### Source data
· · · ·
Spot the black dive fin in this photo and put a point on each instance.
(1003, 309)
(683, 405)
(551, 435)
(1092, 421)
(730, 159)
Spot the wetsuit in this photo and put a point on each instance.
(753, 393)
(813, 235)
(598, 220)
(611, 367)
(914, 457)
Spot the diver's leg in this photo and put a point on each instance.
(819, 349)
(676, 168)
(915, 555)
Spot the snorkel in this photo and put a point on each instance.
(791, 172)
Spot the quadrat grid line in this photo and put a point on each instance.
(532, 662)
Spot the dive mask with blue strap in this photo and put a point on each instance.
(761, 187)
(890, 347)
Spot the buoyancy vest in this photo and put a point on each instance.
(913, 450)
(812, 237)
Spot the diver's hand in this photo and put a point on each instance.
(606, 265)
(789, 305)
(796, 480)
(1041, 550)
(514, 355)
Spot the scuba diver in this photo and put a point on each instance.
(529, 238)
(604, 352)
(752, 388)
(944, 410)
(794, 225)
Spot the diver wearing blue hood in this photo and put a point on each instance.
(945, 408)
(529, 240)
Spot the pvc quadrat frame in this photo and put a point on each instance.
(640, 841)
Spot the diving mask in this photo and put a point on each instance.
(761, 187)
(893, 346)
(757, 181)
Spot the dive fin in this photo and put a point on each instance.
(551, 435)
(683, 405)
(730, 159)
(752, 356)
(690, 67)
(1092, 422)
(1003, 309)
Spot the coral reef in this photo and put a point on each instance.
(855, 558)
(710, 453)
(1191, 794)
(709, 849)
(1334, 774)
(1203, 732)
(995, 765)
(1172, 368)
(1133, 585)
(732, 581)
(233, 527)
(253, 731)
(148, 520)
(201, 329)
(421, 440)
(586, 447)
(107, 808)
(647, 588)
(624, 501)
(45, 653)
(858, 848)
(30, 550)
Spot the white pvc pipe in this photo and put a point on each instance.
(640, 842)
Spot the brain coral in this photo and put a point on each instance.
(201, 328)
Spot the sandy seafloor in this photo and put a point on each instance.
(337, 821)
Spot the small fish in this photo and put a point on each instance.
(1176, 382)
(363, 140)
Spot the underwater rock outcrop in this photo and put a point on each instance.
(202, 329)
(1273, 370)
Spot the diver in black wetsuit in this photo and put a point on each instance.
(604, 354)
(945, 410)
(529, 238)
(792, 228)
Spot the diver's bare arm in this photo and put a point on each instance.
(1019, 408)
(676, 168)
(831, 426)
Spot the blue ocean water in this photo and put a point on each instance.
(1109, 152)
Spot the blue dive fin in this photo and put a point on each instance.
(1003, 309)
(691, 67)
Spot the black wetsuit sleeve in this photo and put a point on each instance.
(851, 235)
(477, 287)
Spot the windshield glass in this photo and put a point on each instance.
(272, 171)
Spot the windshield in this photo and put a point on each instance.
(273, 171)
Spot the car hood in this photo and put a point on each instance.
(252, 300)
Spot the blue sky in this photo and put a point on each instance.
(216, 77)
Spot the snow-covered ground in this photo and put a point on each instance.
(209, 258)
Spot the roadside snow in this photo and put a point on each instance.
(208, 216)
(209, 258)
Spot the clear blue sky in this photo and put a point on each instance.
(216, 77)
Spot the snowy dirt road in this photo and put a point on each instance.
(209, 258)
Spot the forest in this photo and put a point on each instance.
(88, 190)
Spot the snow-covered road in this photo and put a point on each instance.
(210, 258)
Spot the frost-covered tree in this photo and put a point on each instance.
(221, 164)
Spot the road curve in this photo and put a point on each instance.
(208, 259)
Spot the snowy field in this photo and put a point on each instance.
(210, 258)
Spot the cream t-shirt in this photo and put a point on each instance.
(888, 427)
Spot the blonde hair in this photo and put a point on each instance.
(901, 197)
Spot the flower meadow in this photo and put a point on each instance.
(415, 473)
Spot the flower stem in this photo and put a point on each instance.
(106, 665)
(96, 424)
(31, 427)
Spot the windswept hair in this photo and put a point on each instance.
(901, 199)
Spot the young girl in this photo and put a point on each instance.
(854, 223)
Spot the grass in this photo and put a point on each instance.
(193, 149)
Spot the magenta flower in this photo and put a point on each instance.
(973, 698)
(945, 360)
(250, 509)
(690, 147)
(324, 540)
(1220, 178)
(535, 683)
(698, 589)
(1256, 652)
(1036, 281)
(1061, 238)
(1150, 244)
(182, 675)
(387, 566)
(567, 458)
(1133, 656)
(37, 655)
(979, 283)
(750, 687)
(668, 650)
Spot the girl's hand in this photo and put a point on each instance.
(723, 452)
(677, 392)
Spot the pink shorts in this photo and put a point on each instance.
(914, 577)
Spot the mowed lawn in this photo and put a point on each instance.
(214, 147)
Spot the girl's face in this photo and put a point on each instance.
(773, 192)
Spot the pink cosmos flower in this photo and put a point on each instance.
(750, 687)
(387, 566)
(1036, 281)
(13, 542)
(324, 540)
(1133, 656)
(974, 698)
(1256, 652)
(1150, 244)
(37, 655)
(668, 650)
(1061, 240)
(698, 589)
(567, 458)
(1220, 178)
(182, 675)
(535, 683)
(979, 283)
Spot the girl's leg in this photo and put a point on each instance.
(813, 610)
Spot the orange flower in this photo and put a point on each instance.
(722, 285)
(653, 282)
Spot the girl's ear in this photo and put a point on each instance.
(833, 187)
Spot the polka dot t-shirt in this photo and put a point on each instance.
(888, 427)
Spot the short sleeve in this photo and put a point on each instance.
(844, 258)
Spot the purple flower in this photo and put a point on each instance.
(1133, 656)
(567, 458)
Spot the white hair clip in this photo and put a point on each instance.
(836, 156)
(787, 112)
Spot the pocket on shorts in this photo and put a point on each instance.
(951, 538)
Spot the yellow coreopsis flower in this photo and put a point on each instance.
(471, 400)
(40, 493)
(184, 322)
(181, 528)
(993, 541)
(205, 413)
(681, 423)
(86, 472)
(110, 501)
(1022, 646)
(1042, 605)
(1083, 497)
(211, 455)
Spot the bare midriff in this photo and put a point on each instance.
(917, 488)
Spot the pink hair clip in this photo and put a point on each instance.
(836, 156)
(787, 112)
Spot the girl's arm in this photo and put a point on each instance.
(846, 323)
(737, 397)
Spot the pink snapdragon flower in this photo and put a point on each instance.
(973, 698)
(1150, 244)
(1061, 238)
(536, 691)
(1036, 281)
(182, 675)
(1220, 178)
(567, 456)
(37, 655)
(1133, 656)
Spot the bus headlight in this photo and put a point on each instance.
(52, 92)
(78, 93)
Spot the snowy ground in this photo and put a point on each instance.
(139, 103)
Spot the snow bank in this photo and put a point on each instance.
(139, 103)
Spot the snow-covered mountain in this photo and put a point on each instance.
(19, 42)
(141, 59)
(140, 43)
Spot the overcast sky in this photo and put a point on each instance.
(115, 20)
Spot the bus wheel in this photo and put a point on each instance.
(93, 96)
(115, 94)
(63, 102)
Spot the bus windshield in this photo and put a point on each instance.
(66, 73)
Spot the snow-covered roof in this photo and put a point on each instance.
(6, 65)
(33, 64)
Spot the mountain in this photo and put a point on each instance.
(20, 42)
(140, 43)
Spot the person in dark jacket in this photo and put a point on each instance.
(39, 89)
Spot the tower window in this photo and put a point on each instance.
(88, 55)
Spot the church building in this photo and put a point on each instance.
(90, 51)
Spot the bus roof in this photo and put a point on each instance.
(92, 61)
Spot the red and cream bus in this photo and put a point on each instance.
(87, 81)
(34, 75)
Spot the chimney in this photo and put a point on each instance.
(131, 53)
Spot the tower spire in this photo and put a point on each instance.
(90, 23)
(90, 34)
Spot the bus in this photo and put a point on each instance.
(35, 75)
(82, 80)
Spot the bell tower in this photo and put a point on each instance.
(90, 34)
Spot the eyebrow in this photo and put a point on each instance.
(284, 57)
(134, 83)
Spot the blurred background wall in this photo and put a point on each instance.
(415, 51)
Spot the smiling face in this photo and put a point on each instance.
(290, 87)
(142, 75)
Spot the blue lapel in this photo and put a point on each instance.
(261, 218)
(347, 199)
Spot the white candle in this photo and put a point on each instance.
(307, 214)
· · · ·
### What needs to be done
Quote the line that contains "Spot the bus wheel" and each line after it through the end of the data, exactly, leaving out everything else.

### Solution to this exercise
Spot the bus wheel in this photo and put a point on each instance.
(93, 96)
(115, 94)
(63, 102)
Spot the bus windshield in this photo and put a point on each instance.
(66, 73)
Spot the snow-covered roof in this photo and put a point on each instance.
(6, 65)
(33, 64)
Spot the mountain in this photo and put a point on each instance.
(20, 42)
(140, 43)
Spot the person in dark jacket in this photo and put a point on each instance.
(39, 89)
Spot the tower window in this photo and put a point on each instance.
(88, 55)
Spot the church building in this photo and put a point on each instance.
(90, 51)
Spot the bus roof in this photo and put a point on each instance.
(92, 61)
Spot the red and cream bus in this photo and put a point on each instance.
(87, 81)
(34, 75)
Spot the chimney in this photo and put a point on each instance.
(131, 53)
Spot the tower spire in this photo and put a point on each instance.
(90, 23)
(90, 34)
Spot the bus in this photo and put a point on each instance.
(35, 75)
(82, 80)
Spot the bell tower in this photo and put a point on each instance.
(90, 34)
Spot the eyebrow in this photo and put a point on each instance.
(284, 57)
(134, 83)
Spot the blurred background wall in this photo and put a point on each instance.
(415, 51)
Spot the smiling face in this photo and put a point on each instance.
(290, 87)
(142, 75)
Spot the blue lapel in this photo and put a point on each instance.
(261, 218)
(347, 199)
Spot the white candle in this photo and put a point on each instance.
(307, 214)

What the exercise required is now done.